To be done
Reproduce the material from the line containing "Where can you see the flamingo wing" through its end, requests included, with every point coordinate multiplied by 1.5 and rounded to a whole number, halves rounded up. Return only these lines.

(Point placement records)
»»

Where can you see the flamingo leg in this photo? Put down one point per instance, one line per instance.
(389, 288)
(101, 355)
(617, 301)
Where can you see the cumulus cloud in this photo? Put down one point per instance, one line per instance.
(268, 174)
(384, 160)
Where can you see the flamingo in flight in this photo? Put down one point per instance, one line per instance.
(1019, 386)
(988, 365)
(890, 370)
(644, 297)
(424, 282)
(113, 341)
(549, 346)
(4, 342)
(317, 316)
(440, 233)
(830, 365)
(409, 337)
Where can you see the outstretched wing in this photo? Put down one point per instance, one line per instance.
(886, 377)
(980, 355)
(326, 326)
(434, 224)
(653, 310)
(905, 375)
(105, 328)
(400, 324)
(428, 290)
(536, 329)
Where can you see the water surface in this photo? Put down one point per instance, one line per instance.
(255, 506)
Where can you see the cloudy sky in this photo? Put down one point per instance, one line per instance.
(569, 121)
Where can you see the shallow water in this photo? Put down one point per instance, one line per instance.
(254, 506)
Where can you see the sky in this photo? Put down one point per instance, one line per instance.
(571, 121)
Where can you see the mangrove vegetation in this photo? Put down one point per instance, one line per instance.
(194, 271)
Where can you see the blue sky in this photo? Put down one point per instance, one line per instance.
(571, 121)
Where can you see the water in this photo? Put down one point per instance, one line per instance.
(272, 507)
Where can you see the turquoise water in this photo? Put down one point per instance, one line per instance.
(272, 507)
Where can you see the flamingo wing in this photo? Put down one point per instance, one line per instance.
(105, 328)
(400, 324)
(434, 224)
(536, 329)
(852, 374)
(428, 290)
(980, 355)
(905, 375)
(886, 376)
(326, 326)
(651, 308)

««

The output
Where can you see the flamingo wing in this photo? Put down one point per instance, one line per instance.
(158, 492)
(600, 486)
(651, 336)
(804, 494)
(1278, 561)
(642, 435)
(1470, 533)
(1358, 563)
(1329, 564)
(489, 489)
(977, 462)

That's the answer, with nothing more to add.